* Using the information
1. Answer these questions about the P70 floating-point passage, citing only what it states:
(a) What address did malloc(128) return?
(b) Which two states do FLD and FSD use to move through two 32-bit memory transactions?
(c) How are subnormals handled?
2. Extend the P70 floating-point passage, starting right after its last sentence.

* Document passage
──────────────────────────────

P70 phase 3+4 libc/FPU revival
  printf-int: 1 22 333
  printf-hex: 0xdeadbeef
  printf-str: hello from real libc
  printf-double: 3.125
  snprintf into malloc'd buf at 0xe548
  malloc(16)=0xe548 malloc(128)=0xe560 malloc(1024)=0xe5e8
  realloc round-trip: abcdefgXYZ

P70 phase 3+4 PASS - newlib stdio + malloc + FPU work

What changed in RTL

P70 now has a pragmatic, small floating-point unit. The first half is the bit-motion subset needed by hard-float ABI libraries:

  • FMV.W.X and FMV.X.W
  • FLW / FSW
  • FLD / FSD
  • C.FLW, C.FSW, C.FLD, C.FSD
  • C.FLWSP, C.FSWSP, C.FLDSP, C.FSDSP

FLD and FSD move through two 32-bit memory transactions using S_FLD_HI and S_FSD_HI. FLW NaN-boxes the upper 32 bits.

The second half is the double-precision subset that full newlib’s printf/snprintf formatting path actually reaches:

  • FADD.D, FSUB.D, FMUL.D, FDIV.D
  • FMADD.D, FMSUB.D, FNMSUB.D, FNMADD.D
  • FCVT.D.W, FCVT.D.WU, FCVT.W.D, FCVT.WU.D
  • FEQ.D, FLT.D, FLE.D, FCLASS.D

It is not a full IEEE-754 implementation. Subnormals are flushed to zero, exception flags are not implemented, and the rest of F/D still needs a real compliance pass before we call it architectural.

──────────────────────────────

* Data extract

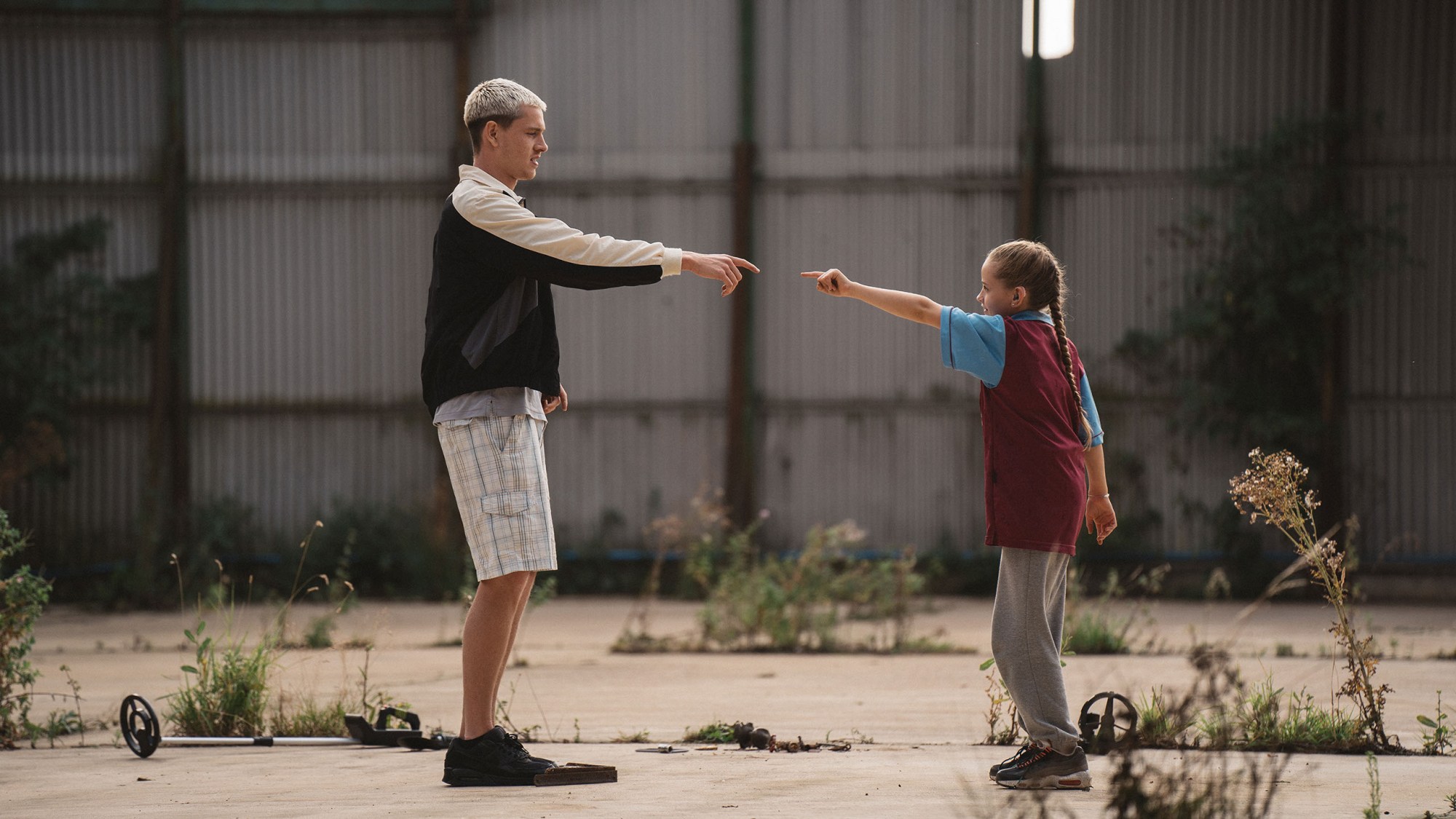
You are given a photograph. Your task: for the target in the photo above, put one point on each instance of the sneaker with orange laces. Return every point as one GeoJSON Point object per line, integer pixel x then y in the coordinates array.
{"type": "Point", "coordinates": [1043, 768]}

──────────────────────────────

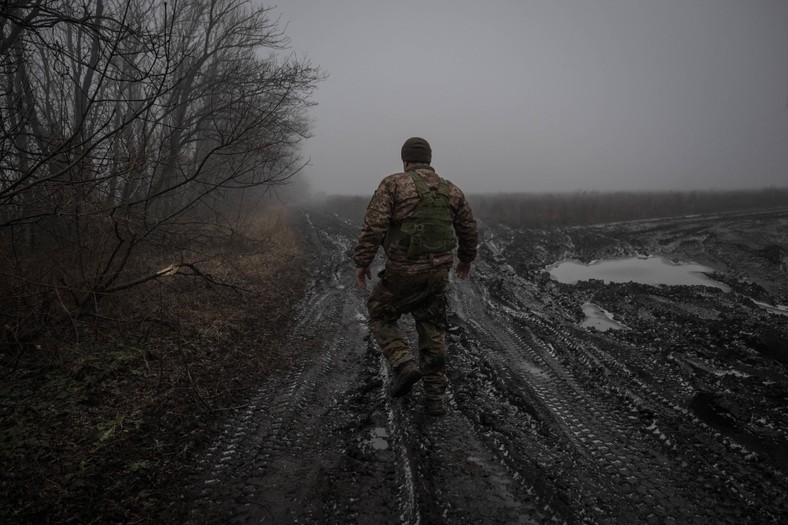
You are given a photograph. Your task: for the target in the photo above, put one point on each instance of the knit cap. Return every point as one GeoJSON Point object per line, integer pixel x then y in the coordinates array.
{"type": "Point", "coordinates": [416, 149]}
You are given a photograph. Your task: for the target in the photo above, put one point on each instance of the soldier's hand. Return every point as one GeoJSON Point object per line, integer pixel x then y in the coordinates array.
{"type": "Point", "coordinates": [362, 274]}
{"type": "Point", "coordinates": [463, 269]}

──────────────────────────────

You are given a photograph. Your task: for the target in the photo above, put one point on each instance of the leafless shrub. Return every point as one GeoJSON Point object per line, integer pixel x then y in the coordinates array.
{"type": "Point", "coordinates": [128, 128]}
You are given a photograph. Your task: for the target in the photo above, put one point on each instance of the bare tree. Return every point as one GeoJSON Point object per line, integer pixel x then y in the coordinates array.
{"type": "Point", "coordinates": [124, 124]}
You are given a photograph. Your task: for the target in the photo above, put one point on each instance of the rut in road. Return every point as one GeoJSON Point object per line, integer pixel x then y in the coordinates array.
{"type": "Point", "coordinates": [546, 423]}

──────────────────────────────

* Answer section
1.
(a) 0xe560
(b) S_FLD_HI and S_FSD_HI
(c) They are flushed to zero.

2.
What changed in runtime

The reset path now does the normal bare-metal libc ceremony:

  • set gp from __global_pointer$
  • clear .bss
  • install a diagnostic trap handler
  • call __libc_init_array
  • call main
  • call __libc_fini_array if main returns

The linker script keeps .preinit_array, .init_array, and .fini_array, and the syscall shim lets newlib’s allocator use _sbrk. The old P68 malloc/free/calloc/realloc overrides are gone for this smoke path.

AtomVM on the fixed base

The final P70 step is deliberately not a new VM feature. It is a regression check against the problems P68 had to dodge. P70 builds a separate atomvm_main.c entry point that uses real puts, printf, setvbuf, malloc, and free, then links libAtomVM with floating point enabled against the same hard-float newlib shape.

The boot blob still uses the P68 memory layout: stage-0 code at zero, lib.avm at 8 MiB, and the application main.avm at 12 MiB. The host packbeam tool and the host-built atomvmlib.avm come from the pinned P68 AtomVM checkout, while the chip image is P70-specific. That library pack includes init.beam and the Erlang stdlib modules, so the run gets past the old hello-only wall.

Captured result:

AtomVM on P70 (real newlib + FPU subset)
Starting AtomVM revision 0.8.0-dev+git.5e47d64
Found startup beam: pingpong.beam
pingpong starting
pingpong done: 32 round trips
Return value: ok
AtomVM exited result=0

That is the stronger PASS: AtomVM loads the bundled stdlib pack, runs pingpong.beam, spawns a process, performs 32 message round trips, prints with io:format/2, returns ok, and halts PASS.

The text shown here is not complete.